SELECTED TEXT:

===

Monday, September 11, 2017

Proclamation of Millard Fillmore Declaring the Act of 1850, Respecting the Boundaries of Texas, to be in Force, December 13, 1850

A PROCLAMATION by the President of the United States of America declaring act of 1850, respecting the boundaries of Texas, to be in force.

Whereas, by an act of the Congress of the United States of the ninth of September, one thousand eight hundred and fifty, entitled “An act proposing to the State of Texas the establishment of her northern and western boundaries, the relinquishment by the said State of all territory claimed by her exterior to said boundaries, and of all her claims upon the United States, and to establish a Territorial government for New Mexico,” it was provided, that the following propositions should be, and the same were thereby, offered to the State of Texas, which, when agreed to by the said State, in an act passed by the general assembly, should be binding and obligatory upon the United States and upon the said State of Texas: Provided, The said agreement by the said general assembly should be given on or before the first day of December, eighteen hundred and fifty; namely:

“First. The State of Texas will agree that her boundary on the north shall commence at the point at which the meridian of one hundred degrees west from Greenwich is intersected by the parallel of thirty-six degrees thirty minutes north latitude, and shall run from said point due west to the meridian of one hundred and three degrees west from Greenwich; thence her boundary shall run due south to the thirty-second degree of north latitude; thence on the said parallel of thirty-two degrees of north latitude to the Rio Bravo del Norte, and thence with the channel of said river to the Gulf of Mexico.”

“Second. The State of Texas cedes to the United States all her claim to territory exterior to the limits and boundaries which she agrees to establish by the first article of this agreement.”

“Third. The State of Texas relinquishes all claim upon the United States for liability of the debts of Texas, and for compensation or indemnity for the surrender to the United States of her ships, forts, arsenals, custom-houses, custom-house revenues, arms and munitions of war, and public buildings with their sites, which became the property of the United States at the time of the annexation.”

“Fourth. The United States, in consideration of said establishment of boundaries, cession of claim to territory, and relinquishment of claims, will pay to the State of Texas the sum of ten millions of dollars in a stock bearing five per cent. interest, and redeemable at the end of four£ years, the interest payable half-yearly at the Treasury of the United States.”

===

RECORDS PROVIDED:
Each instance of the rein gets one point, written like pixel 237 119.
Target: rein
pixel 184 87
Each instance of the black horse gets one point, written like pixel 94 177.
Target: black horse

===

WORK TO COMPLETE:
**1.** In the Fillmore proclamation on the Texas boundaries, by what date did the Texas general assembly have to give its agreement?
**2.** Which items does the third proposition in the Fillmore proclamation on the Texas boundaries say Texas surrendered to the United States?
**3.** Resume the Fillmore proclamation on the Texas boundaries after its last sentence.

EXPECTED ANSWERS:
**1.** On or before the first day of December, eighteen hundred and fifty.

**2.**
- Ships
- Forts
- Arsenals
- Custom-houses
- Custom-house revenues
- Arms and munitions of war
- Public buildings with their sites

**3.**
“Fifth. Immediately after the President of the United States shall have been furnished with an authentic copy of the act of the general assembly of Texas accepting these propositions, he shall cause the stock to be issued in favor of the State of Texas, as provided for in the fourth article of this agreement: Provided also, That no more than five millions of said stock shall be issued until the creditors of the State holding bonds and other certificates of stock of Texas for which duties on imports were specially pledged, shall first file at the Treasury of the United States releases of all claim against the United States for or on account of said bonds or certificates in such form as shall be prescribed by the Secretary of the Treasury and approved by the President of the United States. Provided. That nothing herein contained shall be construed to impair or quality any thing contained in the third article of the second section of the joint resolution for annexing Texas to the United States,” approved March first, eighteen hundred and forty-five, either as regards the number of States, that may hereafter be formed out of the State of Texas, or otherwise.”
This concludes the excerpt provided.